[Collection entries]
· · · ·

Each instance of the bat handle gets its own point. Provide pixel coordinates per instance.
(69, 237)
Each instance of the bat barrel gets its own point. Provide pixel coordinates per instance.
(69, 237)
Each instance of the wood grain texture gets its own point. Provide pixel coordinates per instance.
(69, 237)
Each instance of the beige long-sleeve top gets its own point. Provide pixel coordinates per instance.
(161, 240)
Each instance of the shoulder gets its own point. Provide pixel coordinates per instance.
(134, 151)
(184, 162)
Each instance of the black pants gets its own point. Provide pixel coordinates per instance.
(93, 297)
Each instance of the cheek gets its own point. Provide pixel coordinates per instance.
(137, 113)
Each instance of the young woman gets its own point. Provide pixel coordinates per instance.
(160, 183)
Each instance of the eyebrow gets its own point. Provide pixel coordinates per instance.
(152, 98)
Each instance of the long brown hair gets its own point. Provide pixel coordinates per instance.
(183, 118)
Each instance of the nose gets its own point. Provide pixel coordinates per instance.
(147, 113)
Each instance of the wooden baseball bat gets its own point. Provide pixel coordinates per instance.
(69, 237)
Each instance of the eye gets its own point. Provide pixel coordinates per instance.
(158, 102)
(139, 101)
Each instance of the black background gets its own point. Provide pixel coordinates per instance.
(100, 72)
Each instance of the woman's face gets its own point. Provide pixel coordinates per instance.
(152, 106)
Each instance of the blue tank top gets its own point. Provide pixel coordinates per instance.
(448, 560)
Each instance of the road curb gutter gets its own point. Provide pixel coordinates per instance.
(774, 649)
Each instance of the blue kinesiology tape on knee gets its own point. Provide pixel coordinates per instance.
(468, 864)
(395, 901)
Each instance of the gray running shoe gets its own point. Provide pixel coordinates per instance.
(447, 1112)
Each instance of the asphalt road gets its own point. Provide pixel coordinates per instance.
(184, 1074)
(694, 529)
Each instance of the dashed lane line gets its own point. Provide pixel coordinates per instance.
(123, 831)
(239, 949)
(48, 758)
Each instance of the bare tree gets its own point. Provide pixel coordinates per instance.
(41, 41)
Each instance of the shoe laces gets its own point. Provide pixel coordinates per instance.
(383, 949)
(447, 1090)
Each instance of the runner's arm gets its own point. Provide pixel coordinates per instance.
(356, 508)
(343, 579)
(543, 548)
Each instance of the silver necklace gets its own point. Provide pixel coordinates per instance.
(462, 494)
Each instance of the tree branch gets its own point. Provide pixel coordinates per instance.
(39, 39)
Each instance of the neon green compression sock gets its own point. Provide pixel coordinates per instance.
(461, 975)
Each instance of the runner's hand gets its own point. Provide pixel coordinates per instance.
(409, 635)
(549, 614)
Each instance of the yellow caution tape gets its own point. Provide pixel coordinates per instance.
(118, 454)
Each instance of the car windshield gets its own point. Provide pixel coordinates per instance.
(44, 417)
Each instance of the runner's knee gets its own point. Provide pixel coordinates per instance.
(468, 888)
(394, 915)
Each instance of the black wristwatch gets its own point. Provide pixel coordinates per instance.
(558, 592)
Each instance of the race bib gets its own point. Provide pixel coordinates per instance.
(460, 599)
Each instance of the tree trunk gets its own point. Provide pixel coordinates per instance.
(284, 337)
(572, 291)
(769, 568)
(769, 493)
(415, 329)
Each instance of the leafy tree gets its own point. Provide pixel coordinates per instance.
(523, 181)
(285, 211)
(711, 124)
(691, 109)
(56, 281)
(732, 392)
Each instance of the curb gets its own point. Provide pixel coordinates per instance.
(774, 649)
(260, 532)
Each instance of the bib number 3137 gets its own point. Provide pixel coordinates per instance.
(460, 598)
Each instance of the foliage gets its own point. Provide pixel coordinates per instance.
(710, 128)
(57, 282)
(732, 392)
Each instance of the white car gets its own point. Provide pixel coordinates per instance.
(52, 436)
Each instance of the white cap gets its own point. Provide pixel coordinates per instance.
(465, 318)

· · · ·

Every entry must be retyped in full, exactly as given.

▸ SOLUTION TO THIS EXERCISE:
Each instance of the bat handle gets its own point. Provide pixel coordinates per instance.
(69, 237)
Each instance of the bat barrel gets its own point. Provide pixel coordinates per instance.
(69, 237)
Each instance of the wood grain texture gets its own point. Provide pixel coordinates per instance.
(69, 237)
Each instance of the beige long-sleeve top gets its own point. Provide pixel coordinates per instance.
(161, 240)
Each instance of the shoulder gets its own point. Provide pixel coordinates per instance.
(134, 151)
(184, 162)
Each instance of the black pants gets its own point. Provide pixel coordinates per instance.
(93, 297)
Each instance of the cheek gets its own point. Provide pixel coordinates per instance.
(137, 113)
Each instance of the young woman gets its own point. Provide pixel coordinates per instance.
(160, 183)
Each instance of the eyebrow gets its own point. Provide pixel coordinates per instance.
(152, 98)
Each instance of the long brown hair gets its own point. Provide pixel coordinates per instance.
(183, 118)
Each instance of the nose gets its own point. Provide pixel coordinates per instance.
(147, 113)
Each instance of the wooden baseball bat gets its own point. Provide pixel coordinates per instance.
(69, 237)
Each instance of the eye gets its own point. Provide pixel coordinates per instance.
(158, 102)
(139, 101)
Each instance of the black background gets its own point. Provide pixel coordinates per instance.
(100, 72)
Each instance of the woman's face gets its own point. Provide pixel coordinates per instance.
(152, 106)
Each instance of the blue tank top gets its own point. Provide pixel coordinates per instance.
(448, 560)
Each instance of the road curb gutter gets its own point. Provide pixel coordinates per instance.
(774, 649)
Each instance of the blue kinesiology tape on knee gets its own point. Provide pixel coordinates per instance.
(468, 864)
(395, 901)
Each instance of the gray running shoe gets its own point. Provide pixel coordinates per instance.
(447, 1112)
Each instance of the asphalt road gets its own point. Provide pixel coordinates per instance.
(184, 1074)
(694, 529)
Each instance of the dashed lane line gets its own point. Provide pixel coordinates per instance.
(123, 831)
(239, 949)
(48, 758)
Each instance of the bare tree gets its own point. Provide pixel coordinates per instance.
(41, 41)
Each instance of the shoe laces gets its own point. Provide pixel coordinates per instance.
(383, 949)
(447, 1090)
Each instance of the runner's arm gets its own point. Provide pixel coordinates per instance.
(356, 508)
(343, 579)
(543, 548)
Each instance of the silver necklace gets its own point. Provide pixel coordinates per instance.
(462, 494)
Each instance of the tree branch gets its own point. Provide pixel coordinates per instance.
(39, 39)
Each instance of the neon green compression sock gets its own point. Provide pixel coordinates per instance.
(461, 975)
Each instance of the runner's hand gets its own point. Provide pixel coordinates per instance.
(409, 635)
(549, 614)
Each instance of the yellow caution tape gets its own point. Provide pixel coordinates per instance.
(118, 454)
Each instance of the car windshield gets its own point. Provide pixel coordinates per instance.
(44, 417)
Each instance of the runner's knee gets its own point. Provide pixel coordinates per instance.
(468, 888)
(394, 915)
Each instance of the black wristwatch gets its own point. Provide pixel coordinates per instance.
(558, 592)
Each instance of the race bib gets its own point. Provide pixel coordinates per instance.
(460, 599)
Each instance of the tree trunk gets its own point. Provide pixel coordinates per instance.
(284, 337)
(572, 291)
(769, 568)
(769, 493)
(415, 329)
Each instance of the leafy tree gets its own point. Provide pixel coordinates per instance.
(523, 181)
(285, 211)
(711, 124)
(691, 109)
(56, 281)
(732, 392)
Each instance of the curb gets its own point. Provide pixel coordinates per instance.
(774, 649)
(260, 532)
Each instance of the bib number 3137 gets its own point. Provide pixel coordinates per instance.
(460, 598)
Each instance of the foliage gets its own point. Provide pixel coordinates per instance.
(710, 128)
(57, 282)
(732, 392)
Each instance of the white car gets its own point. Provide pixel coordinates per instance.
(52, 436)
Each instance of the white cap gets its own point. Provide pixel coordinates per instance.
(465, 318)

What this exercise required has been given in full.